GIVEN INSTRUCTION ▸ Reproduce the material below line for line, changing nothing.

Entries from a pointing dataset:
───
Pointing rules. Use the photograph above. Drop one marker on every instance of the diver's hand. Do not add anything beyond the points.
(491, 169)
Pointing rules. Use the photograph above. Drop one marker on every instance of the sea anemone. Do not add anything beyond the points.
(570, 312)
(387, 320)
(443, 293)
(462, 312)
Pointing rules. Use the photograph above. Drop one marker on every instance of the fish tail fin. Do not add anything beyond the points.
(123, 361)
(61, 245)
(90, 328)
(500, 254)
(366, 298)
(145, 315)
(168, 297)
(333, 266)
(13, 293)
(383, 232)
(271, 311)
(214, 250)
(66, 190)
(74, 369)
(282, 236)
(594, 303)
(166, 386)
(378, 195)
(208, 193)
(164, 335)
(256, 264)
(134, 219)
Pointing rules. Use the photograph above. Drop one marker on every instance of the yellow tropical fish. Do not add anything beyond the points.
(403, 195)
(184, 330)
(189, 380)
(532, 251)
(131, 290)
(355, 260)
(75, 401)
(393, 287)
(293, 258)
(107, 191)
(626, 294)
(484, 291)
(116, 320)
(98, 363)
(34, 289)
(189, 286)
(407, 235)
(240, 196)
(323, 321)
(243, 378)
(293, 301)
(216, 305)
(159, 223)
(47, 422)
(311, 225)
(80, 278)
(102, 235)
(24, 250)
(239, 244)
───
REPLY TO THE EXERCISE ▸
Pointing rules. Use the photograph above. Drop one marker on every instance of the diver's hand. Do not add anything beyond the points.
(491, 169)
Pointing rules. Use the photograph above. Drop one marker on every instance of the sea anemone. Do not add anything beyond the points.
(570, 312)
(387, 320)
(443, 293)
(462, 312)
Pointing rules. Use the photograph above. Drop one marker on every instance of the fish tail fin. Do not add anything beyond the points.
(123, 361)
(61, 245)
(90, 328)
(500, 254)
(366, 298)
(145, 315)
(168, 297)
(333, 266)
(13, 293)
(383, 232)
(271, 311)
(214, 250)
(66, 190)
(74, 369)
(282, 236)
(594, 303)
(166, 386)
(378, 195)
(208, 193)
(164, 335)
(256, 264)
(134, 219)
Pointing rules. Use the photograph above. Drop one marker on every instance of the yellow tropical fish. Do not add anything beyond the points.
(403, 195)
(184, 330)
(189, 380)
(532, 251)
(131, 290)
(355, 260)
(75, 401)
(393, 287)
(293, 258)
(107, 191)
(626, 294)
(484, 291)
(116, 320)
(98, 363)
(34, 289)
(189, 286)
(407, 235)
(240, 196)
(323, 321)
(243, 378)
(293, 301)
(216, 305)
(159, 223)
(47, 422)
(311, 225)
(80, 278)
(102, 235)
(24, 250)
(239, 244)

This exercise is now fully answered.